▶ **Raw records**:
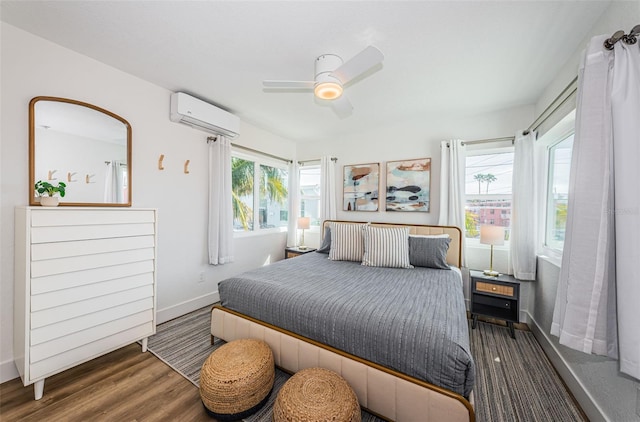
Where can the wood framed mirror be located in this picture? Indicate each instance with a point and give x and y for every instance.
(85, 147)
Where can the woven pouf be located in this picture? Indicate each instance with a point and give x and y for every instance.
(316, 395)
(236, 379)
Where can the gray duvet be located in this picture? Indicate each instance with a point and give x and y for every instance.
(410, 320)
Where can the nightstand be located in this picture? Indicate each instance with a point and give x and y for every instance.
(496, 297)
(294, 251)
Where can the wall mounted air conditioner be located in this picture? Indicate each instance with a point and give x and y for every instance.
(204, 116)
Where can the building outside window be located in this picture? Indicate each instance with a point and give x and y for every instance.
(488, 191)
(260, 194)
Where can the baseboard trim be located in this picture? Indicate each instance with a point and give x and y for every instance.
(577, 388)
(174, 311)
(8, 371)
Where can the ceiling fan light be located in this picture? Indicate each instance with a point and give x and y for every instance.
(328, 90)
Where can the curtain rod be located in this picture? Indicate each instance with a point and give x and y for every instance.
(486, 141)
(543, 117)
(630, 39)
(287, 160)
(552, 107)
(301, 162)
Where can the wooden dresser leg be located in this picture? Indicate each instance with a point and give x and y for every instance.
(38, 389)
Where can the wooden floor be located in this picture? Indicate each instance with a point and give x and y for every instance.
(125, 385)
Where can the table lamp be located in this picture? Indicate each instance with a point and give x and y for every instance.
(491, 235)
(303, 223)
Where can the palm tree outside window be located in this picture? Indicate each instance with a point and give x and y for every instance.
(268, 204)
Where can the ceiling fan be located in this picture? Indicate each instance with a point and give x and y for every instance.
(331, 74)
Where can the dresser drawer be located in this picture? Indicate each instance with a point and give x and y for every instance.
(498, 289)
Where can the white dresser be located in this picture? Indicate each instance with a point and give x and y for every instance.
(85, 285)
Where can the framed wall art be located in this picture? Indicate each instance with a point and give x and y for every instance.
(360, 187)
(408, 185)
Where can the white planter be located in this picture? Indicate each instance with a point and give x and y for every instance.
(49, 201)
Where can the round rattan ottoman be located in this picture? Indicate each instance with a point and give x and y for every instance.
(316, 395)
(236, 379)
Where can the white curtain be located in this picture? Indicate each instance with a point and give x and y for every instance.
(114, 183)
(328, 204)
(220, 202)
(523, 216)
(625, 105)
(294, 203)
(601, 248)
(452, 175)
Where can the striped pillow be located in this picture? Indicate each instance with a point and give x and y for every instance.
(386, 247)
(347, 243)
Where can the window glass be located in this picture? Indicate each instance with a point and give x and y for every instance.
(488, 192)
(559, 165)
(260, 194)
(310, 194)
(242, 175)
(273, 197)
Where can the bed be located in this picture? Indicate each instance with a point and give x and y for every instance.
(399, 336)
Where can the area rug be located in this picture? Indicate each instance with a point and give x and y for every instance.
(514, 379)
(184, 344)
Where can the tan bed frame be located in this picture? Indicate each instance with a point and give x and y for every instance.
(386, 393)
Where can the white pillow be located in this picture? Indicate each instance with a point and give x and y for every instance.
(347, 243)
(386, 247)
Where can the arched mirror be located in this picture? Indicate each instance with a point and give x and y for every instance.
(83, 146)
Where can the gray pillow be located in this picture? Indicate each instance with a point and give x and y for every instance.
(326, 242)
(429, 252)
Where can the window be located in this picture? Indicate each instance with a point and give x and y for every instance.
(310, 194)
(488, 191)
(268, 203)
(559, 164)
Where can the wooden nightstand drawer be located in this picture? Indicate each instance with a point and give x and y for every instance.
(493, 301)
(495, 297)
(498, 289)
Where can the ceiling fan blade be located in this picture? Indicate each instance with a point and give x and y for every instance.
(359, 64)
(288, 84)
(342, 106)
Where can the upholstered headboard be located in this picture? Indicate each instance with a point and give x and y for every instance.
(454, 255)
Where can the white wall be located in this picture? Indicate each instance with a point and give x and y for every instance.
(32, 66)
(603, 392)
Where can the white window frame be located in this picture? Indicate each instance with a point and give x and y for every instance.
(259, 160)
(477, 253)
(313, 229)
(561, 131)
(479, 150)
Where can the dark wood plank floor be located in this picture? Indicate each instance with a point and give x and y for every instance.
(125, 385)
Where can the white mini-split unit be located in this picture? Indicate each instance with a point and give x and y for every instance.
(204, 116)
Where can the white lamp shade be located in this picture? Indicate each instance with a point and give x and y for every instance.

▶ **Brief**: Repeat each entry above word for word, leaving every picture out.

▶ **Output for this task**:
Where can the wood framed mirror be located in this picture? Indicate each instance with a point and give x and y for every instance.
(85, 147)
Where can the woven pouf be located in this picture? Indicate each instance with a point and give x and y for every instance.
(316, 395)
(236, 379)
Where can the gray duvet be located in this picture? Indicate each instance with a point and give x and y for every instance.
(410, 320)
Where can the nightstand be located in this picture? Indicate each instance with a point and give x and y for every instance.
(496, 297)
(294, 251)
Where can the wall mounted air conditioner be located in this picture? Indicate each instance with a point and give x and y for every instance.
(204, 116)
Where can the building outside window be located in this picture? Indicate each instance with a point and give x and y for every instance.
(488, 191)
(260, 194)
Where can the baseboard trim be located in this picture? Indicate each instance with a point and give x and y for every instance.
(577, 388)
(174, 311)
(8, 371)
Where can the ceiling fan light be located in this picture? Indicate each instance with a point and give x and y for every instance.
(328, 90)
Where can the curtain rod be located in this picture? Indicate each instance with a point and give x and y for every instance.
(486, 141)
(543, 117)
(630, 39)
(287, 160)
(552, 107)
(301, 162)
Where can the wooden dresser leg be located in this picture? Indicate each instance with a point and give x and y for every instance.
(38, 389)
Where can the wooden floor be located in this picture? Indicate each instance with a point and give x and y for every instance.
(125, 385)
Where can the table lamp be located in this picture? Indicate each instance with a point and give x and y for every instance.
(491, 235)
(303, 223)
Where can the palm tree outside window be located in this picture? Indicate each instance with a point and give x and y for every instance.
(268, 204)
Where can the ceiling fan be located in this picture? Indicate each instance with a point and give x and y for every instance.
(331, 74)
Where can the dresser drawer be located in this picture? Indicate each instance with a point and give x and y for every instance.
(498, 289)
Where can the white dresser be located in this picture? Indicate each instance with a point and give x and y for every instance.
(85, 285)
Where can the framed wall art be located in this picture? Indicate each instance with a point and give x and y for every instance.
(360, 187)
(408, 185)
Where can the white planter be located in this picture? Indicate each instance with a point and give x and y for every instance.
(49, 201)
Where can the round rattan ottoman be located in this picture? Indicate each instance with a point and give x and y for every instance.
(316, 395)
(236, 379)
Where can the white curtain be located in this picture? Indicate each instance with a point and give x and y for every instance.
(114, 183)
(328, 204)
(220, 202)
(523, 216)
(625, 105)
(294, 203)
(601, 248)
(452, 175)
Where can the striped pillow be located in this picture? Indicate each instance with a point and give x and y for every instance.
(386, 247)
(347, 243)
Where can the window glass be located in this picture? Indicate each instance with a point and give x and y for every instance.
(488, 192)
(559, 165)
(260, 194)
(310, 194)
(242, 175)
(273, 197)
Where can the bed be located in this picture? Indicate each instance with a point and give x and y for every instance.
(399, 336)
Where can the area rug be located in this picture? Indicate each instance with a point and give x and y for every instance.
(514, 379)
(184, 344)
Where can the tan bed frame be located in this picture? Indicate each instance with a point and give x and y for every instance.
(386, 393)
Where can the white pillow be located in this picture? Indicate each instance with a point and give x and y for every instance.
(347, 243)
(386, 247)
Where can the arched mirror be located in this picture? Indicate each instance with a point and give x and y for every instance.
(83, 146)
Where can the gray pillow be located in this picture? Indicate each instance with a point and give x and y for every instance.
(326, 242)
(429, 252)
Where can the window be located in this picture? Indicate each instance with a point and give x and y for every instance.
(310, 194)
(488, 191)
(268, 203)
(559, 164)
Where can the wooden nightstand drawer be located in this picture? Indicate each instance with a point and give x and y for every instance.
(493, 301)
(495, 297)
(498, 289)
Where can the ceiling fan blade be located in this picture? Indicate each instance with a point and give x and y for every instance.
(359, 64)
(288, 84)
(342, 106)
Where can the upholstered headboard be located in this picture? Indicate each instance with a point and give x and y for every instance.
(454, 255)
Where can the white wall be located in this picture? Indicate each instance with a point and give x and y for every instance.
(32, 66)
(603, 392)
Where can the white window frame be located in this picture? Indicate each instance with a point and give x and y for every instance.
(259, 160)
(477, 253)
(313, 229)
(561, 131)
(479, 150)
Where can the dark wood plank floor be located in this picture? Indicate each instance with a point and give x and y for every instance.
(125, 385)
Where can the white mini-split unit be located in this picture? Indicate each instance with a point and give x and y for every instance.
(204, 116)
Where can the white lamp shade be located in this picture? Indicate each instance with a point and give x and y for every instance.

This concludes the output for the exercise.